» **Entries provided**
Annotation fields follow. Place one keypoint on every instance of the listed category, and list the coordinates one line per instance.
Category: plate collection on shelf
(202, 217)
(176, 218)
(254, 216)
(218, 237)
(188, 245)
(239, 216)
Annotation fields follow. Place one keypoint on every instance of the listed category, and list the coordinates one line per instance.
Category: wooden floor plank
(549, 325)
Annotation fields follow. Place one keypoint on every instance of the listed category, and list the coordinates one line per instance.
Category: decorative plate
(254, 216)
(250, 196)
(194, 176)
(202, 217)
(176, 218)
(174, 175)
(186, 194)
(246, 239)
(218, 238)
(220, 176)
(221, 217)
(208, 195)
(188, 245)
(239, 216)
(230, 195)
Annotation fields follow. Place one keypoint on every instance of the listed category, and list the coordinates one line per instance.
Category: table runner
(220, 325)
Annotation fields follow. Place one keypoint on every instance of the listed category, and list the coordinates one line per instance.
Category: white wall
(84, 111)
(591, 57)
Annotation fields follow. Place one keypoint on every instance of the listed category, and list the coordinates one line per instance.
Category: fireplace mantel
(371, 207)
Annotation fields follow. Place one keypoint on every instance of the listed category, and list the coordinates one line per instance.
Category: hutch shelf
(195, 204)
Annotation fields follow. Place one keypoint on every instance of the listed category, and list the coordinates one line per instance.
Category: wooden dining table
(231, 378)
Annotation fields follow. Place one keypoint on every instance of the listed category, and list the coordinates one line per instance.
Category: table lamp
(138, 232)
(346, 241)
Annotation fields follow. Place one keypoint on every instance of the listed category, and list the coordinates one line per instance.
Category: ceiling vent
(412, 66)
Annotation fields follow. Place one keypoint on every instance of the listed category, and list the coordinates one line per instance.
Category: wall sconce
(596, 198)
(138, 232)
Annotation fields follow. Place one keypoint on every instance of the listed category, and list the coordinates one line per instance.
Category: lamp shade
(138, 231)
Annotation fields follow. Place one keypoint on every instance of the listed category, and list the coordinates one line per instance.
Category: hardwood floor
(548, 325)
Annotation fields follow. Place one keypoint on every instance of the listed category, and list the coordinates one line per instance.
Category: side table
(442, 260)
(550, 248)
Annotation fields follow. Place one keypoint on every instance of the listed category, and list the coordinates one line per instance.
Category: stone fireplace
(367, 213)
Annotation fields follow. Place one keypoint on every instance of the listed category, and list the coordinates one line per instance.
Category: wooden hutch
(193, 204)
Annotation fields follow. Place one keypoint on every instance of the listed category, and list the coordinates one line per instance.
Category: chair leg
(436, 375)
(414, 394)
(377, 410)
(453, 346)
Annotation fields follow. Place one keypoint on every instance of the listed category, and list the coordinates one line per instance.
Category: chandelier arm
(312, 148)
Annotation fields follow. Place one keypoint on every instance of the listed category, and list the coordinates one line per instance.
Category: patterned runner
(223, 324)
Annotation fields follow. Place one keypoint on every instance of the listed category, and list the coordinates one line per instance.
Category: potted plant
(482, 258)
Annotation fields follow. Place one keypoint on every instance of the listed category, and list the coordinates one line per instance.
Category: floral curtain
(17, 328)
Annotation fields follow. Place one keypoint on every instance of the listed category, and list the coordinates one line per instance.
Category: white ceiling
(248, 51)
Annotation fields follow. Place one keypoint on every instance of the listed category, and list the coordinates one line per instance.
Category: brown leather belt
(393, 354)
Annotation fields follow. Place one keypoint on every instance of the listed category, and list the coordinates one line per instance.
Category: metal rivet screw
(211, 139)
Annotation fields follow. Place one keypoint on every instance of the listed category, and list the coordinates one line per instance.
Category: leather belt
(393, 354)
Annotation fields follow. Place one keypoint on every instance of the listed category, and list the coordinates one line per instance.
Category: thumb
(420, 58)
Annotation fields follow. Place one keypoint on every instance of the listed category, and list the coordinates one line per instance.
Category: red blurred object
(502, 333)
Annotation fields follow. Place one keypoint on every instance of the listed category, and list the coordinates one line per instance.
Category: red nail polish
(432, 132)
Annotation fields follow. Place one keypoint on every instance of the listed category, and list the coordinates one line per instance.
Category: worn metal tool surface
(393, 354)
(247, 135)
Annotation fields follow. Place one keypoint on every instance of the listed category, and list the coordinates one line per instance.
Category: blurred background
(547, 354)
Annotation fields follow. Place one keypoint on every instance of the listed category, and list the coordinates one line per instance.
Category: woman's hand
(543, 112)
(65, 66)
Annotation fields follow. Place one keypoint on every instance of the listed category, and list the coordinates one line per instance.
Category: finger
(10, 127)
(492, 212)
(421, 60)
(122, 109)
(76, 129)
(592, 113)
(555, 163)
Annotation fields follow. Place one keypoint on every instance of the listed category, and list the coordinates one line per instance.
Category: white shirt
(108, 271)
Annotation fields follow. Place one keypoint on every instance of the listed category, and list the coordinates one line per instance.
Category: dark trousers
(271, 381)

» **Assignment**
When you answer, set down the entries above precisely as they read.

» **Response box**
Annotation fields follow. Place one keypoint on every instance of the listed category, and list the coordinates one line per instance.
Category: plate collection on shelf
(202, 217)
(176, 218)
(254, 216)
(218, 237)
(188, 245)
(239, 216)
Annotation fields follow. Place one keypoint on every instance of the listed category, and list the coordinates one line per instance.
Category: wooden floor plank
(549, 325)
Annotation fields follow. Place one keypoint on every instance of the listed category, and list the coordinates one line per instance.
Category: decorative plate
(254, 216)
(250, 196)
(194, 176)
(202, 217)
(176, 218)
(174, 175)
(186, 194)
(246, 239)
(218, 238)
(220, 176)
(221, 217)
(208, 195)
(188, 245)
(239, 216)
(230, 195)
Annotation fields follow. Place one keypoint on every instance of the listed category, and list the coordinates one line per instance.
Category: table runner
(220, 325)
Annotation fields follow. Place one keypoint on every instance of the listed category, and list the coordinates one line per instance.
Category: white wall
(84, 111)
(591, 57)
Annotation fields follow. Place one keypoint on every instance of the listed category, and list the coordinates one line per instance.
Category: fireplace mantel
(371, 207)
Annotation fields follow. Place one keypoint on every instance of the listed category, and list the coordinates one line per instance.
Category: hutch shelf
(195, 204)
Annotation fields follow. Place one keypoint on every instance of the listed category, and list the coordinates one line per instance.
Category: wooden dining table
(231, 378)
Annotation fields follow. Place one keypoint on every instance of the listed category, and list the coordinates one line per instance.
Category: table lamp
(138, 232)
(346, 241)
Annotation fields follow. Place one keypoint on every instance of the listed category, and list the coordinates one line per instance.
Category: ceiling vent
(412, 66)
Annotation fields follow. Place one keypoint on every instance of the listed category, and list the coordinates one line per instance.
Category: wall sconce
(596, 198)
(138, 232)
Annotation fields follow. Place one keypoint on every instance of the listed category, and list the coordinates one line per instance.
Category: lamp shade
(138, 231)
Annotation fields follow. Place one keypoint on every instance of the listed category, and list the coordinates one line per instance.
Category: hardwood floor
(548, 325)
Annotation fields follow. Place one keypoint on every instance of the listed category, and list the coordinates one line per instance.
Category: side table
(442, 260)
(550, 248)
Annotation fields follow. Place one keypoint on every instance of the listed category, and list the coordinates one line per instance.
Category: stone fireplace
(367, 213)
Annotation fields follow. Place one keypoint on every instance of the listed category, and list the coordinates one line per instance.
Category: wooden hutch
(193, 204)
Annotation fields follow. Place one keypoint on every instance of the listed category, and list the coordinates one line per instance.
Category: chair leg
(436, 375)
(414, 394)
(377, 410)
(453, 346)
Annotation fields follow. Place one keypoint on every instance of the listed category, and list the coordinates one line per instance.
Category: chandelier arm
(312, 148)
Annotation fields follow. Place one keypoint on every instance of the listed category, and list the coordinates one line per instance.
Category: patterned runner
(223, 324)
Annotation fields follow. Place one keypoint on every instance of the listed category, and list the coordinates one line per instance.
Category: potted plant
(482, 258)
Annotation fields follow. Place one keypoint on every instance of the listed category, and list the coordinates one line per instance.
Category: floral curtain
(17, 328)
Annotation fields follow. Place one keypoint on every instance of the listed category, and list the coordinates one line per instance.
Category: white ceiling
(248, 51)
Annotation fields follow. Place one keypoint on every instance of the listed category, and list the coordinates one line per instance.
Category: brown leather belt
(393, 354)
Annotation fields follow. Place one keypoint on every instance of the listed category, and list the coordinates one line per instance.
Category: metal rivet screw
(211, 139)
Annotation fields follow. Place one keypoint on every instance of the listed category, and list the coordinates one line per instance.
Category: leather belt
(393, 354)
Annotation fields follow. Place one keypoint on every instance of the listed category, and list the coordinates one line per instance.
Category: thumb
(420, 58)
Annotation fields follow. Place one keypoint on every instance of the listed category, and list the coordinates one line per instance.
Category: red blurred object
(502, 333)
Annotation fields follow. Place one keypoint on every instance of the listed category, and list the coordinates one line per instance.
Category: red nail polish
(432, 132)
Annotation fields follow. Place one keypoint on every instance of the listed category, and list the coordinates one line per instance.
Category: worn metal tool surface
(393, 354)
(247, 135)
Annotation fields follow. Place one keypoint on every instance of the listed category, and list the coordinates one line per instance.
Category: blurred background
(547, 354)
Annotation fields follow. Place one keypoint on every instance of the listed category, and list the coordinates one line per instance.
Category: woman's hand
(543, 112)
(65, 66)
Annotation fields follow. Place one keypoint on every instance of the listed category, and list the coordinates one line per instance.
Category: finger
(10, 127)
(492, 212)
(421, 60)
(122, 109)
(76, 129)
(592, 113)
(555, 163)
Annotation fields follow. Place one keypoint on every instance of the listed category, and list the coordinates one line per instance.
Category: white shirt
(108, 271)
Annotation fields follow. Place one keypoint on every instance of the listed category, and list the coordinates one line per instance.
Category: dark trousers
(271, 381)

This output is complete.